Copy the lines verbatim, beginning with the line that contains "Find every instance of the man in" and continuing through the end of the data, and only those lines.

★ ★ ★

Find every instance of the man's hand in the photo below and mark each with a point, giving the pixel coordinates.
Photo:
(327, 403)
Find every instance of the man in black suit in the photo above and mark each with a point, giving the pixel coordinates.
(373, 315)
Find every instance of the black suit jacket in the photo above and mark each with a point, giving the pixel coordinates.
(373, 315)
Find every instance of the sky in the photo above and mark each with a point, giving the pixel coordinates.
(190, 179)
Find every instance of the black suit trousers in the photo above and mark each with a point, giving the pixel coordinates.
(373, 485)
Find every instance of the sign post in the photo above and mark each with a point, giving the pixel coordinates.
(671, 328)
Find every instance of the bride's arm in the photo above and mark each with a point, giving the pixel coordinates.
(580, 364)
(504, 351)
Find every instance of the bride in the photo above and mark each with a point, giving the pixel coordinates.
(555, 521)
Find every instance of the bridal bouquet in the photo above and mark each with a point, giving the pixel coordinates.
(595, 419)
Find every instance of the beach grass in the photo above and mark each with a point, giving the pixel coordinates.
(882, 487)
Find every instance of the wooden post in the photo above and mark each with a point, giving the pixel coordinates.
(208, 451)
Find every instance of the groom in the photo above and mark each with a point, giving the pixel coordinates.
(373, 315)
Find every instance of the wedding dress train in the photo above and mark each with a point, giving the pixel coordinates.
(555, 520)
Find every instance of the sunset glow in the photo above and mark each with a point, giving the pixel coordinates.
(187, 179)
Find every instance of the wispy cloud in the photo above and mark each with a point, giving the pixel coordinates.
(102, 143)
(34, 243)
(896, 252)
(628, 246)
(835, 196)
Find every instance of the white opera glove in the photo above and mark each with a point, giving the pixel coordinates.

★ ★ ★

## [The completed task]
Find every instance of the man in black suit in the photo above and mark each with a point, giving the pixel coordinates.
(373, 315)
Find every instance of the black suit jacket in the photo above and mark each with a point, giving the pixel coordinates.
(373, 315)
Find every instance of the sky in the photo above and mark each with a point, giving the pixel coordinates.
(190, 179)
Find every instance of the black suit trousers in the photo above and mark each with a point, giving the pixel coordinates.
(373, 485)
Find every instance of the sign post in the photo above and mark each with a point, giving the pixel coordinates.
(671, 328)
Find every instance of the bride's arm in the photo above and mark each with a point, giving the pixel coordinates.
(580, 364)
(504, 351)
Find every instance of the bride in the photo above and mark each with a point, giving the pixel coordinates.
(555, 521)
Find every instance of the bridal bouquet in the photo above and mark each with a point, giving the pixel coordinates.
(595, 419)
Find every instance of the beach grass in the photo above and mark each with a point, giving the pixel coordinates.
(882, 487)
Find every instance of the wooden post in the photo above and mark each with a point, giving the pixel coordinates.
(208, 451)
Find every instance of the groom in the photo above and mark each with a point, giving the pixel coordinates.
(373, 315)
Find every instance of the wedding dress train in the photo above and mark each with a point, giving the pixel coordinates.
(555, 520)
Find every instance of the sunset glow in the photo above and mark each with a point, giving the pixel coordinates.
(187, 179)
Find every instance of the wispy cloud in the photo above and mark each with a point, giving the pixel coordinates.
(102, 143)
(34, 243)
(896, 252)
(628, 246)
(835, 196)
Find every instance of the white opera glove in the photo above and mark each with a point, giving the pixel coordinates.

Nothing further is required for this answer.